BRANO ESTRATTO »
::::::

Spesso, quando apriamo la Commedia, rimaniamo stupiti di quanto la lingua di Dante, un uomo vissuto 700 anni fa, ci suoni familiare, veramente nostra. Abbiamo bisogno di un commento che ci spieghi magari le fonti di un certo episodio o di un certo canto, e anche parole e giri di frase particolarmente difficili o non più in uso: ma la sensazione generale è quella di riconoscersi nella lingua di Dante, di sentirci vicini a lui.
In effetti, il linguista Tullio de Mauro ha mostrato che il nostro vocabolario fondamentale, cioè l’insieme di quelle parole che usiamo di più nella comunicazione quotidiana, si trova già formato all’80% nella Commedia (ad esempio in La “Commedia” e il vocabolario di base dell’italiano, nel volume La funzione Dante e i paradigmi della modernità, a cura di P. Bertini Malgarini et al., Pisa 2015).

::::::

ESERCIZI DA SVOLGERE »
a: Trascrivi il brano sulla lingua di Dante partendo dalle parole "Spesso, quando apriamo" e fermandoti dopo "vicini a lui.", rinominando "familiare" in "consueta".
b: Prosegui il brano sulla lingua di Dante oltre la sua ultima frase.

MATERIALE FORNITO »
::::::

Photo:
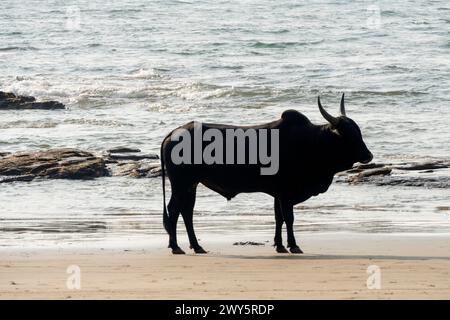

::::::

RISPOSTE AGLI ESERCIZI »
a:
Spesso, quando apriamo la Commedia, rimaniamo stupiti di quanto la lingua di Dante, un uomo vissuto 700 anni fa, ci suoni consueta, veramente nostra. Abbiamo bisogno di un commento che ci spieghi magari le fonti di un certo episodio o di un certo canto, e anche parole e giri di frase particolarmente difficili o non più in uso: ma la sensazione generale è quella di riconoscersi nella lingua di Dante, di sentirci vicini a lui.

b:
Ma c’è di più: il debito che abbiamo contratto con Dante si misura anche su tutta una serie di parole e di espressioni che il poeta della Commedia ha inventato, oppure che ha dotato di un significato e di un uso nuovi, e che attraverso di lui sono arrivate nella nostra lingua di tutti i giorni. Se non fosse stato per Dante, ad esempio, noi non useremmo il verbo stormire, per descrivere il rumore del vento tra i rami o tra le frasche (Inferno XIII 114: “ch’ode […] le frasche stormire”); e nemmeno potremmo usare il sostantivo bolgia per riferirci a un luogo affollato e caotico: questa possibilità ce l’ha data Dante, che utilizza la parola per indicare alcuni cerchi infernali, dandole un significato nuovo rispetto a quello originario di ‘sacca, otre’, significato da cui poi si è potuto sviluppare il nostro.
Quando vogliamo dire che qualcuno ha compiuto una certa azione alla chetichella, di nascosto, spesso diciamo “quatto quatto”: ma il primo a usare questo aggettivo nella forma raddoppiata, che oggi è di gran lunga la più frequente, è stato proprio Dante, in Inferno XXI 89: “tra li scheggion del ponte quatto quatto”.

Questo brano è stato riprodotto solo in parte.